Mas o destino é um velho matreiro e se encarrega de armar as “arapucas” e o cupido se encarregava do resto.
As visitas do primo Hermes, em casa de tia se multiplicavam e as prima Josefina fazendo honras da casa, se desdobrava em atenções. Ele já era um doutor!...
E entre bandejas de café com biscoito, licores caseiros e tudo mais, os olhares se cruzavam, começando aquela linguagem que tudo traduz, deixando transparecer os segredos mais íntimos.
A beleza sem artifícios da prima, seus modos delicados, sua simplicidade, seu jeito de menina tímida, recatada sacudiam o coração do primo Hermes.
As mães dando o maior apoio, torciam e protegiam para que o romance não ficasse só no entusiasmo.
A Josefina desenganando os outros pretendentes, descobriu logo que o primo era mesmo o seu “Príncipe Encantado” e se entregou de corpo e alma, às artimanhas do cupido.
Hermes enfeitiçado até os ossos e se embalando na rede do amor, caiu “como um patinho na água doce”. Quando acordou (com prima não se brinca) estava “amarrado” no Padre e no Juiz.

+-------+

● Atividade proposta
Transcreva, sem alterar nada, a passagem do trecho sobre o namoro dos primos Hermes e Josefina que começa nas palavras "E entre bandejas" e termina depois de "artimanhas do cupido.".

+-------+

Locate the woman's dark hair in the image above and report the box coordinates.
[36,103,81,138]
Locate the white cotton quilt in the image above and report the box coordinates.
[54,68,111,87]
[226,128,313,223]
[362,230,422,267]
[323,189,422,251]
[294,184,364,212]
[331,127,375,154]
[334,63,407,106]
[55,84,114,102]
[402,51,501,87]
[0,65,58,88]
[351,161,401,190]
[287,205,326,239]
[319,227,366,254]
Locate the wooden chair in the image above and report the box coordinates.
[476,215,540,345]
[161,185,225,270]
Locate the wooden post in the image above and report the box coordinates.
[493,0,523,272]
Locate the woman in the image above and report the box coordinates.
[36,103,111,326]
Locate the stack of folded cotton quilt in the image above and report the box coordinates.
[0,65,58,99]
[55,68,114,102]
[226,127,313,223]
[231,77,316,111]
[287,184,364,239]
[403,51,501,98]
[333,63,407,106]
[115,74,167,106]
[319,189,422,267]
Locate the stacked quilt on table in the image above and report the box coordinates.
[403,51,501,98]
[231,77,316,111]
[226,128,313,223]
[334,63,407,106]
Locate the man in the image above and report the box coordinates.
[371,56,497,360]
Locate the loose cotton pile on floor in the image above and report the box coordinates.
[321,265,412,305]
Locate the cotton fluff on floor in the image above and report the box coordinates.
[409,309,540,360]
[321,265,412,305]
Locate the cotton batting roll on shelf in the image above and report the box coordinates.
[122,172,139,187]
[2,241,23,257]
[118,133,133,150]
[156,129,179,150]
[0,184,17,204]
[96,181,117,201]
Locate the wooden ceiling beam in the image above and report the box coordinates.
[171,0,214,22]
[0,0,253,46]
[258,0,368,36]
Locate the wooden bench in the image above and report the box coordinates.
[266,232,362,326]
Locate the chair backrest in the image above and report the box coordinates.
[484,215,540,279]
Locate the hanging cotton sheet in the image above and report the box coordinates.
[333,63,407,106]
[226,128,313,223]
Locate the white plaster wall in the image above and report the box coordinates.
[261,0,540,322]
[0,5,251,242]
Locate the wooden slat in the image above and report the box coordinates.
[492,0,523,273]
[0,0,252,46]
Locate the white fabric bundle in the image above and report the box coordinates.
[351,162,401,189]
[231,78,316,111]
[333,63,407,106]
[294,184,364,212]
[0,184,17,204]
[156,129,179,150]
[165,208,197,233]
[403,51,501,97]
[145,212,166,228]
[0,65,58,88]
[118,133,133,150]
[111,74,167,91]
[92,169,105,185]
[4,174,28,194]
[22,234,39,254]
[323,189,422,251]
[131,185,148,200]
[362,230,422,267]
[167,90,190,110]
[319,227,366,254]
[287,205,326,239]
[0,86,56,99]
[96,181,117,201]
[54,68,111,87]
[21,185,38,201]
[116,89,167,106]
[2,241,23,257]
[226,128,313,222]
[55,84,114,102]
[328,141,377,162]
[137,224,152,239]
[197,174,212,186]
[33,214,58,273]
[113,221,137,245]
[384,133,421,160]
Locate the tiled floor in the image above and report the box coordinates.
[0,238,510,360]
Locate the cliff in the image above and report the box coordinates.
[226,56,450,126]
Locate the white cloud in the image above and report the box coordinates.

+-------+

● Atividade resolvida
E entre bandejas de café com biscoito, licores caseiros e tudo mais, os olhares se cruzavam, começando aquela linguagem que tudo traduz, deixando transparecer os segredos mais íntimos.
A beleza sem artifícios da prima, seus modos delicados, sua simplicidade, seu jeito de menina tímida, recatada sacudiam o coração do primo Hermes.
As mães dando o maior apoio, torciam e protegiam para que o romance não ficasse só no entusiasmo.
A Josefina desenganando os outros pretendentes, descobriu logo que o primo era mesmo o seu “Príncipe Encantado” e se entregou de corpo e alma, às artimanhas do cupido.